Mr. Cental: LaVine, Gordon, jakiegos drwala (DeAndre) i jakiegoś „dziadka” – Westbrook ;-)

Dominik Kędzierawski: Na pewno duet Gordon/LaVine i rewanż za zeszły rok. Kto do tego? Świetny byłby DJ Stephens, ale z tego co pamiętam, nie znajduje on się w żadnym klubie na chwilę obecną. To może Giannis i te jego wsady z linii rzutów wolnych? A na dokładkę niech pojawi się rookie – Marquesse Chriss z Suns albo Jaylen Brown z Celtics. Obaj potrafią solidnie zapakować.

BigAl: Dwójka finalistów z zeszłego roku na bank, czyli Aaron Gordon i Zach LaVine. Chętnie zobaczyłbym Roberta Covingtona z 76ers i może Montrezl Harrell z Rockets.

Jacek Gniedziejko: Zach LaVine, Aaron Gordon, Jaylen Brown i Russell Westbrook. Why Not?

5. Czy jesteśmy świadkami początków końca Freda Hoiberga w Chicago?
- - -
_Zadanie A_
Jak brzmią odpowiedzi na te pytania do cytowanego fragmentu?
(i) Którego zawodnika Mr. Cental nazywa „dziadkiem”?
(ii) Który zawodnik według Dominika Kędzierawskiego nie jest obecnie w żadnym klubie?
(iii) Z jakiej drużyny jest Robert Covington, którego chętnie zobaczyłby BigAl?
_Zadanie B_
Czy podejmiesz cytowany fragment i napiszesz jego ciąg dalszy, zaczynając po ostatnim zdaniu?
- - -
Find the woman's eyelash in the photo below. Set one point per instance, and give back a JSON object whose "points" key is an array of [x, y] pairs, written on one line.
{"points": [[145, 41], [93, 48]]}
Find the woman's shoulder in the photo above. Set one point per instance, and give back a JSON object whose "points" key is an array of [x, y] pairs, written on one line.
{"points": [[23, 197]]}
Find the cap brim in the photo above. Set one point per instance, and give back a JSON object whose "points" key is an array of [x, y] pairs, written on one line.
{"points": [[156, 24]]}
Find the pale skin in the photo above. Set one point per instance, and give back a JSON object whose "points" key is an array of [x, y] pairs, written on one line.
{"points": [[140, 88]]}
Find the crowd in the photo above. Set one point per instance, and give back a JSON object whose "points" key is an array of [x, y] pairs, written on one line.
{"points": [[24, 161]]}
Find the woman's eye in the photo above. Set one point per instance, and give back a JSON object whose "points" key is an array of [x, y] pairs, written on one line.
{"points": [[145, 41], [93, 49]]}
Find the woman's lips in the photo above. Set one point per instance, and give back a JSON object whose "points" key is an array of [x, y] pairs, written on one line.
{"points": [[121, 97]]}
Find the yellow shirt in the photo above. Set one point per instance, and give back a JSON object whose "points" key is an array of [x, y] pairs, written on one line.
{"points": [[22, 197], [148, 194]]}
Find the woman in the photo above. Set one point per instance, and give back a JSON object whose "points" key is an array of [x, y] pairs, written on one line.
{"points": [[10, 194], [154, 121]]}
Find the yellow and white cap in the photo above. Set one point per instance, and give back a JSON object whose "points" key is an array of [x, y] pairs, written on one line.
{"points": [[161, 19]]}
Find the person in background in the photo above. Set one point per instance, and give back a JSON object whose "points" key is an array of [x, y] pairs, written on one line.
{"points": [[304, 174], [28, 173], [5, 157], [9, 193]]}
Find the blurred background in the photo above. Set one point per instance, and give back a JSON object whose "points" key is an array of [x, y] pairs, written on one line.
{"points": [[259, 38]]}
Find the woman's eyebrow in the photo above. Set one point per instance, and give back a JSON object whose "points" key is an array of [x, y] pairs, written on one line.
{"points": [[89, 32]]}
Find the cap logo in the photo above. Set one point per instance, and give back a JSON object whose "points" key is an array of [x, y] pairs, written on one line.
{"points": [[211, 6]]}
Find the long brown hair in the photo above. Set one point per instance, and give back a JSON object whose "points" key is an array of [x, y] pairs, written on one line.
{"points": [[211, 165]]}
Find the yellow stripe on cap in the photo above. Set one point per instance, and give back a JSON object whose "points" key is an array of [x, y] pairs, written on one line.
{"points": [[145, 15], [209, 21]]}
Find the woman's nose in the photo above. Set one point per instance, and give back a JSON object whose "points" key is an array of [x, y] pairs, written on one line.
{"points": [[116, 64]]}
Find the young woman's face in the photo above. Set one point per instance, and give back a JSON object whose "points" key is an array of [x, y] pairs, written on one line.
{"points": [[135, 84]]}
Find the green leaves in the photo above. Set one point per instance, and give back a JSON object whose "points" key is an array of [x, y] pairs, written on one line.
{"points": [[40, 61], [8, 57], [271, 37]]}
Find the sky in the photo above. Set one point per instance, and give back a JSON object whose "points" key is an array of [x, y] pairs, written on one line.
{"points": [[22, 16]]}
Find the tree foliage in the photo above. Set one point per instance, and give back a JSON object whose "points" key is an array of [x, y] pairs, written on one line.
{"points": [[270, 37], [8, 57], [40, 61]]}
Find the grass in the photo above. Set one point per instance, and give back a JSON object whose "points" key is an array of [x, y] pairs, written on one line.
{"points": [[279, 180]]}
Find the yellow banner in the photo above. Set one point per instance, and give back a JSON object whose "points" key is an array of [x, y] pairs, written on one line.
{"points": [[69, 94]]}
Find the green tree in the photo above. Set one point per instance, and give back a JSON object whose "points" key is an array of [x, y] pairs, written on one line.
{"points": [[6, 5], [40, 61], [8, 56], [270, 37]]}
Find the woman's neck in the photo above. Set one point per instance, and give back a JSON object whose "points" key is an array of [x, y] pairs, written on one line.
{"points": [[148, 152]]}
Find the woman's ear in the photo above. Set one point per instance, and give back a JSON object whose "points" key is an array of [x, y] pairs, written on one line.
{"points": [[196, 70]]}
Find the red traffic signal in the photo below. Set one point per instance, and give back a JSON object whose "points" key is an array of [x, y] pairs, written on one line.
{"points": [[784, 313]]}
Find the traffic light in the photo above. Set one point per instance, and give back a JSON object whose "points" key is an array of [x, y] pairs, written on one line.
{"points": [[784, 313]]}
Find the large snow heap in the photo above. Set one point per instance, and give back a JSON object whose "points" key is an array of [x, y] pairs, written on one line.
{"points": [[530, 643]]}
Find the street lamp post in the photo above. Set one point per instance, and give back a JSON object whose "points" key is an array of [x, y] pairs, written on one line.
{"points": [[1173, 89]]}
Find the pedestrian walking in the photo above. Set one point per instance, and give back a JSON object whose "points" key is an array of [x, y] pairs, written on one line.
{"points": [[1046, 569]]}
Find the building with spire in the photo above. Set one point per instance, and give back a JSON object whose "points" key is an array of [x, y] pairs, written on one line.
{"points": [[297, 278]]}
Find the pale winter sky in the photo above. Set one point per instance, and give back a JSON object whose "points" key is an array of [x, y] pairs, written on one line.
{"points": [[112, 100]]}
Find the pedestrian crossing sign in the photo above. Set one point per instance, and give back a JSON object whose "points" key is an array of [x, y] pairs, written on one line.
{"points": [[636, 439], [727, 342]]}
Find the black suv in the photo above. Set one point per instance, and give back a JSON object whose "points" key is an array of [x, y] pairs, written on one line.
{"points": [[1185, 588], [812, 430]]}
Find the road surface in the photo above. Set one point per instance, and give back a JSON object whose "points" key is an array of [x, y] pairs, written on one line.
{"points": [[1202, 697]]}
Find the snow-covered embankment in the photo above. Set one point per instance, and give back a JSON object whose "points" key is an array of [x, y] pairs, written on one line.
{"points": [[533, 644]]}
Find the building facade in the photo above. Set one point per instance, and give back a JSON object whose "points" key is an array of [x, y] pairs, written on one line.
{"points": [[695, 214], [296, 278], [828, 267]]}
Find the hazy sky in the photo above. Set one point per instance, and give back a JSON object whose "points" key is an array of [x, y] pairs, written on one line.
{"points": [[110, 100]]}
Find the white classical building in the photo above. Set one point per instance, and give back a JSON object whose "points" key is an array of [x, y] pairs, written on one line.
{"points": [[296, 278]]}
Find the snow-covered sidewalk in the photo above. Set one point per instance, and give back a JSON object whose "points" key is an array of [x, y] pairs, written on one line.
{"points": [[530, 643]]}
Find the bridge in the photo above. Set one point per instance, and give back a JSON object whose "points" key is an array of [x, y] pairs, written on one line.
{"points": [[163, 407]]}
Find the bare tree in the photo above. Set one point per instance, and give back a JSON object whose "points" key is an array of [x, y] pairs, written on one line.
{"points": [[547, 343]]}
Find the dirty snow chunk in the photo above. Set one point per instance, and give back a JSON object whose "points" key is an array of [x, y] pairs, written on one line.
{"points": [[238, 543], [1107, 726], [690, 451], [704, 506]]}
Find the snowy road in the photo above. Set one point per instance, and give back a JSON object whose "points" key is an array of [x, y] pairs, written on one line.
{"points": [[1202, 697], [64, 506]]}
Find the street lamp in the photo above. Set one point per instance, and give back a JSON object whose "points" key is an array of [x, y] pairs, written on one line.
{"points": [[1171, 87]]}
- - -
_Odpowiedź A_
(i) Russella Westbrooka.
(ii) DJ Stephens.
(iii) Z 76ers.

_Odpowiedź B_
Michał Wróblewski: Myślę, że dotrwa on na swoim stanowisku przynajmniej do końca sezonu. Pewnie gdyby nie gwarantowana pensja (15 mln $ wraz z tym sezonem) kierownictwo Bulls zwolniło by go już teraz próbując zepchnąć całą winę za nieudany początek na trenera. Tylko jak on ma pracować jak sprowadzono mu nie pasujących do siebie i do koncepcji trenera zawodników.

Mr. Cental: Nie. Gar Forman to centuś, dlatego nie zwolni za szybko Hoiberga ze względu na jego kontrakt (a powinien go pogonić w diabły!). Inna sprawa, że latem Bulls mieli plan przebudowy, ale nagle zmienili koncepcję na (jak widać) nieco WADEliwą i zamiast spokojnej pracy z młodzieżą jest heroiczna walka o Playoffs.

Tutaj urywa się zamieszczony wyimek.